Problem description: Omit the pictures while printing every entry below exactly as given.

Record excerpts:

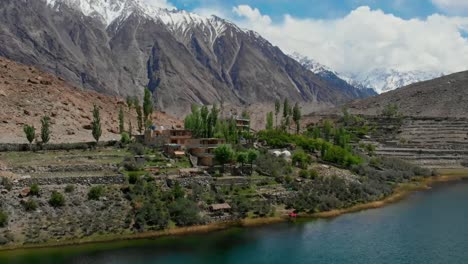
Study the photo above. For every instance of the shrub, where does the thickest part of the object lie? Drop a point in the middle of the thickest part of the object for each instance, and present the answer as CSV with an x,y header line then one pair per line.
x,y
3,219
184,212
137,149
69,188
125,138
7,183
95,192
57,199
34,189
304,174
313,174
130,164
30,205
301,159
133,177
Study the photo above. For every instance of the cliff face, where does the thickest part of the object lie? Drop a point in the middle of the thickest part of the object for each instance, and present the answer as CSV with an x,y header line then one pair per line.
x,y
442,97
27,94
182,57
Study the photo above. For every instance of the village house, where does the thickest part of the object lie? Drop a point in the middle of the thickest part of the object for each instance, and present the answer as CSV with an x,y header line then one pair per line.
x,y
158,137
203,150
243,124
174,150
224,207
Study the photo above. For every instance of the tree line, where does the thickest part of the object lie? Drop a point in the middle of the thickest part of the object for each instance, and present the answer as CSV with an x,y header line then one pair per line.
x,y
143,111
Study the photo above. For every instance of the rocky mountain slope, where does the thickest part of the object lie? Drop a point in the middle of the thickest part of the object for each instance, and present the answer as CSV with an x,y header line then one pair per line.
x,y
345,83
378,80
384,80
27,94
442,97
120,46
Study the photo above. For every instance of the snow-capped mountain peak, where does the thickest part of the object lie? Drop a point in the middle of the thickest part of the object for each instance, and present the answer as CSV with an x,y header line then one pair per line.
x,y
380,79
384,80
178,21
311,64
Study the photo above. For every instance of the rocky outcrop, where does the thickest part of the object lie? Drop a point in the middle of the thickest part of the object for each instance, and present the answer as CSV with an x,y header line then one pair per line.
x,y
429,142
198,63
441,97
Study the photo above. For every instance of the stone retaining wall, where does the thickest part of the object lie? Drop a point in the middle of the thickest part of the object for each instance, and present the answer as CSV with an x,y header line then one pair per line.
x,y
118,179
5,147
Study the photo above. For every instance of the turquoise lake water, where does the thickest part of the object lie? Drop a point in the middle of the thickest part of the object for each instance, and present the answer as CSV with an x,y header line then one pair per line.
x,y
427,227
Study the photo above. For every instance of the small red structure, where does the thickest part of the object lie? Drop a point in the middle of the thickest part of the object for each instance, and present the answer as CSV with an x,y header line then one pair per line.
x,y
293,215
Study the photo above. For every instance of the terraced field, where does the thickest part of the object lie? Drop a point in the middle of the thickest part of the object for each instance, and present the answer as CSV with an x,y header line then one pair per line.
x,y
433,143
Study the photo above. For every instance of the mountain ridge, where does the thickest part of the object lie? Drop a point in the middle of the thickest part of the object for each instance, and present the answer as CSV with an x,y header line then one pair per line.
x,y
379,79
441,97
126,51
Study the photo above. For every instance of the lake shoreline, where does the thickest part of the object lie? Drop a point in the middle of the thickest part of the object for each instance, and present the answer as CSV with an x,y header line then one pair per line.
x,y
400,193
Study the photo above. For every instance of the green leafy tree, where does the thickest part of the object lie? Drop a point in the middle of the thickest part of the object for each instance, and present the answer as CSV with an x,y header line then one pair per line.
x,y
245,114
286,108
30,205
95,193
252,156
297,117
147,104
213,120
34,190
121,120
45,129
30,132
139,116
96,124
269,121
327,129
223,154
125,138
204,113
130,129
301,159
57,199
242,158
130,102
3,219
277,110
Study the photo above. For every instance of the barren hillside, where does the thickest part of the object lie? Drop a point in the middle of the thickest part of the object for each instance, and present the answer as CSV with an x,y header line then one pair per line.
x,y
27,94
442,97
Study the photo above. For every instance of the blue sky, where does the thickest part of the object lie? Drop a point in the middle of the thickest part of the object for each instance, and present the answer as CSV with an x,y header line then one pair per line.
x,y
319,8
354,36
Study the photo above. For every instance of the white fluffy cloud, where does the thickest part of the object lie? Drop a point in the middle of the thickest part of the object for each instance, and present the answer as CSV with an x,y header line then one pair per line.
x,y
366,39
160,3
452,6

Answer to this exercise:
Study the photo above. For every instance of the shrub, where does the thickest part of the object lie? Drop a point in the middle of the thickest part of the object for each instance, and present the answer as CSV with an x,y header line then one pair per line.
x,y
3,219
184,212
137,149
69,188
125,138
7,183
95,192
57,199
34,189
304,174
313,174
130,164
30,205
301,159
133,177
Study the photo above. For every instance of the cliff face, where does the thickest part of the object lie? Drop a point in the middle of the thickest part of the object for each instance, and present the answer as CSV with an x,y header line then one pair per line.
x,y
442,97
27,94
182,57
Study the photo above. For every instance of the village house, where does the thickest part of the object lie? Drop a point in the middle of the thickest part of the object for each instance, and present the answer as CSV with an x,y header line then one pair per line.
x,y
158,137
203,150
243,124
174,150
224,207
Study the photo above. For every instance of the tree line, where does the thickest part of the object lie? Drop a point in the middle of the thickest part of the object for each instance, and present the answer as CSV with an x,y header line then one pair per line.
x,y
143,111
Study the photo above. For every instance of the rocky mountain slope, where does the thickest part of the object lie? Drop a point in the middle of the thickest part of the object for each instance, and present the answer as CSV with an x,y header line then one pair per line.
x,y
345,83
378,80
384,80
27,94
442,97
120,46
Study the photo above. For every instance of the snow-capped mountain peak, where does the thickest part of the object lie? Drop a point in the middle of the thickest part of the object for each instance, and present the answer as CSV with an x,y header line then one pair per line.
x,y
380,79
384,80
178,21
311,64
Study the photo above. For every instance of the rocky outcrop, where does the thickest part of the object lie? Drop a point in the middle of the thickest part of the object for each instance, and present the answer as CSV with an x,y header line then one pair per line.
x,y
429,142
198,63
441,97
Study the photo above. For every instance of the stone retaining wall, where does the thickest part of the object lie? Drop a point in the middle of the thickest part of the object for each instance, and present the answer as CSV with an x,y header line then one pair per line.
x,y
118,179
5,147
Study the photo above. For every instance of the turquoise lake water, where does the thickest part of the object lie? Drop a point in the middle of the thickest part of the object for each instance, and present the answer as CSV with an x,y header line then one pair per line.
x,y
427,227
Study the photo above. For every instance of the small red structure, where does the thickest part of the object lie? Drop a point in the middle of the thickest part of the object for each instance, and present the answer as CSV with an x,y header line then one pair per line.
x,y
293,215
Study the photo above. For every instance of the terraced field, where does the thickest part of the object lie? Drop a point in the middle of the thickest part of the object for each instance, and present the answer as CSV with an x,y header line then one pair per line.
x,y
433,143
Study the photo above. For every instance of the mountain ridge, where does the thickest part of the object lie? Drop a point in the middle of the thickest part of the object for each instance, and present the answer as CSV with an x,y header line then one pair per line.
x,y
379,79
441,97
126,51
Study the photo above. For every instance of the lake shoreline, where does the thickest part of the object lie? Drop a point in the middle of the thickest part of the object for each instance, and present the answer as CSV with an x,y header line then one pair per line.
x,y
400,193
Study the photo above. For every instance of the green leafy tree, where does the thickest part of the object lie? Drop a point in the middle of the thickest part of the object for each instance, and present the answer as CSV with an x,y header line then one pair per line.
x,y
245,114
286,108
30,205
95,193
252,156
297,117
147,104
213,120
34,190
121,120
45,129
30,132
139,116
96,124
269,121
327,129
223,154
125,138
204,113
130,129
301,159
57,199
242,158
130,102
3,219
277,110
Study the photo above. For every instance of the barren hillside, where does the thickest part of the object lie? Drop a point in the middle of the thickest part of the object for each instance, and present the answer as CSV with an x,y header line then one pair per line.
x,y
27,94
442,97
Study the photo above. For every instance of the blue sky, where does the thickest part of the object lie? Drop a point in the middle of the thickest part of the object for each instance, and present the answer as CSV with an x,y header line then one pair per line.
x,y
319,8
354,36
Study the photo above. For every instance of the white fluffy cloud, where does the thickest part of the object lie? Drop a point in the middle of the thickest part of the object for each instance, and present the answer as CSV with an x,y header line then one pair per line.
x,y
366,39
160,3
452,6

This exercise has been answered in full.